→ WORK TO COMPLETE:
Copy nothing but the text: reproduce each line of the listing exactly and leave the pictures out.

(Stored dataset items)

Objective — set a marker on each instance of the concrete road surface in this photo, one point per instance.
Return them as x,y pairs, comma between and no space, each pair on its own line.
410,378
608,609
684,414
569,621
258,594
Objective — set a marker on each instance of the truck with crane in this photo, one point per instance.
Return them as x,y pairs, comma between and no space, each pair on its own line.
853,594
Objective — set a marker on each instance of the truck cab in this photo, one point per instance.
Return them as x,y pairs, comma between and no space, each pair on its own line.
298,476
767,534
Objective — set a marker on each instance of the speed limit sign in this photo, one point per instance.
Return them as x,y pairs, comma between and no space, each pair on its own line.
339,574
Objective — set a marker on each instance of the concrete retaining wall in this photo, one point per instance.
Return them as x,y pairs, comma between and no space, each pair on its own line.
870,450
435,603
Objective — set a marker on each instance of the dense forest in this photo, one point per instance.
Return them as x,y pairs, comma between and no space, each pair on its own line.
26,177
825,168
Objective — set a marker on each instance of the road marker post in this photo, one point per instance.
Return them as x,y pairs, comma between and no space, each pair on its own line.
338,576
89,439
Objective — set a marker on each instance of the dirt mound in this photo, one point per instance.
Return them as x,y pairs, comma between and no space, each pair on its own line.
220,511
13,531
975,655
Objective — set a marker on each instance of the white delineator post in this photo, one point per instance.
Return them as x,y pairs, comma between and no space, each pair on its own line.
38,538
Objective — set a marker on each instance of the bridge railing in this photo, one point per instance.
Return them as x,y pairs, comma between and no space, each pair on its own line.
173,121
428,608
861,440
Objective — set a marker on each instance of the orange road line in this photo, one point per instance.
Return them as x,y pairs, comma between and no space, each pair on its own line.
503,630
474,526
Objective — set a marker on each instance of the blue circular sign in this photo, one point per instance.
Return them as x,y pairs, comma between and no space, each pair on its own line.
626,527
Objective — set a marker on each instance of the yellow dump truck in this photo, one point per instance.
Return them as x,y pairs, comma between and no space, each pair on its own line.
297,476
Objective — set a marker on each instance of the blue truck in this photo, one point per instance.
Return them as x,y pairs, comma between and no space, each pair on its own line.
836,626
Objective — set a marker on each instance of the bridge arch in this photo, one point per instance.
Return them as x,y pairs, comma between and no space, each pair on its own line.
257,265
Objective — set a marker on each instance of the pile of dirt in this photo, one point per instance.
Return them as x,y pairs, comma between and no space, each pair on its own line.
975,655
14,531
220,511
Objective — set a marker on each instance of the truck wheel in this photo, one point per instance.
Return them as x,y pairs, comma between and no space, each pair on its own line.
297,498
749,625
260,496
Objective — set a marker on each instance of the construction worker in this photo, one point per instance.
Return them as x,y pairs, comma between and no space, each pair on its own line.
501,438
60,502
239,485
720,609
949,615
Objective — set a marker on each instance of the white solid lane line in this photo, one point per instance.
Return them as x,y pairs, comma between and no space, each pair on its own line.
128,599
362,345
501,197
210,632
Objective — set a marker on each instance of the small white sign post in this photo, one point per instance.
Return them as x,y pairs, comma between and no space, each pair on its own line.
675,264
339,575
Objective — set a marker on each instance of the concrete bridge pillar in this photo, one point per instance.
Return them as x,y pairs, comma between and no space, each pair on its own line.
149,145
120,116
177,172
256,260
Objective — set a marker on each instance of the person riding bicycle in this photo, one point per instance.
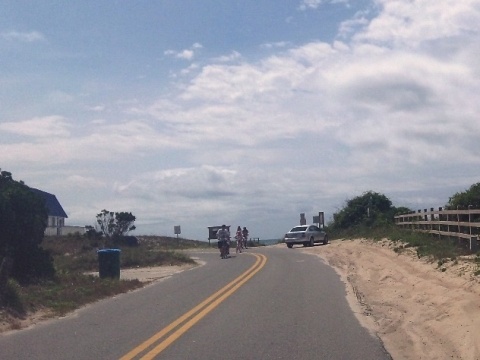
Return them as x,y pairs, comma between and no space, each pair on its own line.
239,238
223,236
245,236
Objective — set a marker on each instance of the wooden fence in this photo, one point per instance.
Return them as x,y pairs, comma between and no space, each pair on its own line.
463,224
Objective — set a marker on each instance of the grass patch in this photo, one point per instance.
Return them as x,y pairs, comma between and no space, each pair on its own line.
71,288
438,249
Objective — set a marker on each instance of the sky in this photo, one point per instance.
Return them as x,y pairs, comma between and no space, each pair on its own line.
245,113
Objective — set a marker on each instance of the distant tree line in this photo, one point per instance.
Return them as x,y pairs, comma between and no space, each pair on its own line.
23,220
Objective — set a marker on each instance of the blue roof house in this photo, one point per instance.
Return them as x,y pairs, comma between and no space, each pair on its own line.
56,214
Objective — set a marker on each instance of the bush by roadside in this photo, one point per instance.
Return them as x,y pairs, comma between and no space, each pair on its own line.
71,287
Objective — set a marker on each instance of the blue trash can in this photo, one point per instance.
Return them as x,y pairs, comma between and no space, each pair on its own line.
109,263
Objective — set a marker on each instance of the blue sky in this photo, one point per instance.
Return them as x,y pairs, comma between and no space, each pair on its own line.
197,113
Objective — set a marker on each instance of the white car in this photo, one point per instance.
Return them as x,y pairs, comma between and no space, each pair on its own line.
306,235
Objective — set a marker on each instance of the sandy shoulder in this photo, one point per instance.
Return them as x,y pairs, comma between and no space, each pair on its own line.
418,310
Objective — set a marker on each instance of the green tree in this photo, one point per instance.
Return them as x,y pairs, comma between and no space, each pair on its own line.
468,197
23,219
117,224
369,209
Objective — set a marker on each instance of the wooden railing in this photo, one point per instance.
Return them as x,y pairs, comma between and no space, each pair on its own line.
463,224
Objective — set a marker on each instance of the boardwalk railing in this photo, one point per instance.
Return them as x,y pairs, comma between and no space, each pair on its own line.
463,224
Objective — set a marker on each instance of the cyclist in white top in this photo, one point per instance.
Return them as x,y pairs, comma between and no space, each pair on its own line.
223,236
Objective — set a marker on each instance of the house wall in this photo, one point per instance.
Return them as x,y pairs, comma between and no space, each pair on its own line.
56,227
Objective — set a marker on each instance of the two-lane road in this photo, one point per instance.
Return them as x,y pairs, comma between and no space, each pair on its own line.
269,303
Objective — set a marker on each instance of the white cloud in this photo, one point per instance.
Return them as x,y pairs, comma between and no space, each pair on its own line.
393,108
32,36
310,4
38,127
185,54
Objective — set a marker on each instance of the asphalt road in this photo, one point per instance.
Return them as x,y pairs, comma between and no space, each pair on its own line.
267,303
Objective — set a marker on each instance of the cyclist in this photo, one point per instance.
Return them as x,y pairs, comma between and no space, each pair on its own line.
223,236
239,238
245,236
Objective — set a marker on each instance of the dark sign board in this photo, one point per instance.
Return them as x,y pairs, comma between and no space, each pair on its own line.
212,231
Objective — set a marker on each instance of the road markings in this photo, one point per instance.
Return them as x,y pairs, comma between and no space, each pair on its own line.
194,315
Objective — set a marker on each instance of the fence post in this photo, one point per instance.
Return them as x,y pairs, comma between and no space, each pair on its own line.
473,244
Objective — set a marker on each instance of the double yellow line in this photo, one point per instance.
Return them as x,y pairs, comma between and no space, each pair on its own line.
161,340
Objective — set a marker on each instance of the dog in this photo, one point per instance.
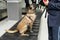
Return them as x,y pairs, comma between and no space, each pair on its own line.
28,19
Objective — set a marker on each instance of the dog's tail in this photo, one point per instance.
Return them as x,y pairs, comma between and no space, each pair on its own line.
11,31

→ WRITTEN ANSWER:
Objective — set a marker on each instance of the concrete road surface in this photo, one point per instance.
Return them as x,y pairs, comma between and no space, each pair on its own line.
410,378
608,609
684,414
569,621
258,594
Objective — set a marker on each instance of the truck with crane in this photo, one point per instance.
Return them as x,y pairs, comma between and no space, each pair on its own line.
853,594
Objective — set a marker on each instance of the truck cab in this photo, one point per instance.
Return them as x,y pairs, comma between and no space, each pair on its own line.
298,476
767,534
Objective — set a marker on each instance of the speed limit sign in this photo, one point per instance.
Return them as x,y pairs, comma between and no space, each pair on its own line.
339,574
Objective — set a marker on each instance of the concrete retaining wall in this photo, one point per instance.
Return them as x,y pairs, comma between and no space, each pair on its own line.
870,450
435,603
Objective — set a marker on each instance of the dense forest in this photo, one point per instance.
Return them as x,y pairs, comma between and no space, each pair on its own line.
26,177
825,168
Objective — set a marker on each instance of the road marker post in this photo, one point per instance.
Return them as x,y pairs, comma between and no space, each pair on its own line.
338,576
89,439
Objective — set a marker on each instance of the dirt mound in this photo, one point per instance.
Return them as x,y pairs, comma between and no space, each pair on its own line.
220,511
13,531
975,655
Objective — set a marker on each instance of the white delineator post in this photo, one point per instance.
Return them as x,y pairs, comma between and no space, each pair on its own line.
38,538
Objective — set a marker on each instance of the bridge railing in this photo, one point per instance.
Return them as x,y pairs, comma between and no space, each pair on its own line.
173,121
428,608
861,440
Objective — set a marker on each instance of the orange road line in this photo, one point per instance.
Return them as x,y pairs, comma between and no space, each pair on its own line.
503,630
474,526
Objective — set a marker on each instance of the blue circular sign in this photo, one point per instance.
Return them as x,y pairs, comma between and no space, each pair on its own line.
626,527
Objective — set a marker on each instance of the yellow dump truck in this photo, one point per instance.
Return them as x,y pairs, comma between and no space, each pair on its own line.
297,476
Objective — set a marker on each instance of the blue truck in this photo, one point per instance.
Return them as x,y pairs, comma between and no space, each pair on its own line.
836,626
Objective — set a marker on each instance of the bridge arch in this photo, one point per instance.
Return them as x,y pairs, comma between and no space, each pair on its own line.
257,265
Objective — set a marker on each instance of the pile of dirt in this photo, one point per instance.
Return them as x,y pairs, comma between and no space, each pair on its own line.
975,655
14,531
220,511
Objective — set a marker on each instance of the truck wheel in this photo, one point per instance.
Return them as x,y pairs, comma between and no space, each pair on its own line.
297,498
749,625
260,496
Objective — set a marker on each instance of the construction worker in this photo, one point per instance.
Return them as x,y pairs, comma between and no space, each pair on its own line.
501,438
60,502
239,485
720,609
949,615
Objective — set a marker on each instance of the white solid lane line in this photo, one point per instance.
Return them as x,y pairs, comma between and no space, each pair on its own line.
128,599
362,345
501,197
210,632
Objective — set a marker on each instance of the small white sign post in this photo, one point per instance.
Return them as x,y pairs, comma between and no space, each pair on its own line.
675,264
339,575
Objective — set a marker on each instance of the concrete bridge pillar in this photo, one point per instance.
Return them as x,y pairs, comma between and no space, each pair on its own line.
149,145
120,116
177,172
256,260
Objective — set a marker on each instance of the person riding bicycle in this photo, one point per instance.
Return them as x,y pairs, comma between and no space, each pair on its own line.
239,238
223,236
245,236
Objective — set a marker on each instance of the wooden fence in this photo, one point per instance.
Return them as x,y pairs, comma between and no space, each pair on its own line.
463,224
Objective — set a marker on each instance of the grass patch in this photo, one point per instance.
Return them as x,y pairs, comma between and no space, each pair on its own line.
71,288
438,249
Objective — set a marker on each instance of the sky in this photo, one point per instance.
Return them as x,y pairs, comma between and no space, each pair on its own line.
245,113
Objective — set a marker on each instance of the distant tree line in this photo, one point per instance.
Return them as x,y pairs, comma between and no space, each pair on its own line.
23,220
Objective — set a marker on each instance of the blue roof house in this photo, one point per instance.
Return them as x,y pairs, comma between and no space, each pair on its own line.
56,214
Objective — set a marker on each instance of the bush by roadside in this photo, one point per instance.
Return them as x,y pairs, comma between and no space, each pair on its own line.
71,287
Objective — set a marker on each instance of the blue trash can in this photo, one point per instance.
Return them as x,y pairs, comma between and no space, each pair on its own line.
109,263
Objective — set a marker on each instance of the blue sky in this photo, one point per instance.
Return them as x,y pairs, comma between and no space, each pair on its own line.
197,113
Objective — set a marker on each instance of the white car in this photo, one point per instance.
Return them as x,y pairs, comma between and no space, each pair on its own line.
306,235
Objective — set a marker on each instance of the sandy shoulder in this photo, one point per instance.
Return them as x,y pairs, comma between and no space, each pair on its own line.
418,310
Objective — set a marker on each instance of the green tree in this photo, one point per instance.
Return them as x,y pairs, comma between and no space, each pair on its own line.
468,197
23,219
117,224
369,209
Objective — set a marker on each instance of the wooden railing in this photo, one point per instance.
Return them as x,y pairs, comma between and no space, each pair on its own line.
463,224
Objective — set a marker on each instance of the boardwalk railing in this photo, one point per instance.
Return them as x,y pairs, comma between and no space, each pair on its own line.
463,224
Objective — set a marker on each instance of the cyclist in white top in this photo, one point per instance.
Return them as x,y pairs, comma between and no space, each pair on its own line.
223,236
Objective — set a marker on each instance of the house wall in this photo, one point per instance.
Return them as x,y pairs, comma between and no space, each pair on its own line.
56,227
Objective — set a marker on each instance of the two-lane road in this photo, one point per instance.
Return them as x,y pairs, comma between and no space, each pair on its own line.
269,303
Objective — set a marker on each instance of the white cloud in this photo, one point per instance.
Return them as x,y pairs, comma between and no space, each pair on its own line.
393,108
32,36
310,4
38,127
185,54
Objective — set a marker on each instance of the asphalt road in this photo, one point per instance.
Return them as x,y pairs, comma between and no space, each pair on its own line.
267,303
Objective — set a marker on each instance of the cyclist in this photo, one point per instance.
Return them as x,y pairs, comma between and no space, each pair on its own line.
223,236
239,238
245,236
Objective — set a marker on each instance of the dark sign board in this photo, one point per instance.
Return them as x,y pairs, comma between and no space, each pair on its own line.
212,231
Objective — set a marker on each instance of the road markings in this photo, one point per instance.
Return them as x,y pairs, comma between and no space, each pair on its own line.
194,315
Objective — set a marker on each instance of the fence post in this photo, one point per instance.
Return them as x,y pairs, comma between and no space, each pair on its own line.
473,244
Objective — set a marker on each instance of the double yellow line in this photo, one point per instance.
Return them as x,y pairs, comma between and no space, each pair on its own line.
161,340
Objective — set a marker on each instance of the dog in this photo, one point per instance.
Return them as x,y pairs, comma between and no space, each pair on its own line.
28,19
Objective — set a marker on each instance of the dog's tail in this photo, one point per instance.
Return them as x,y pairs, comma between and no space, each pair on its own line.
11,31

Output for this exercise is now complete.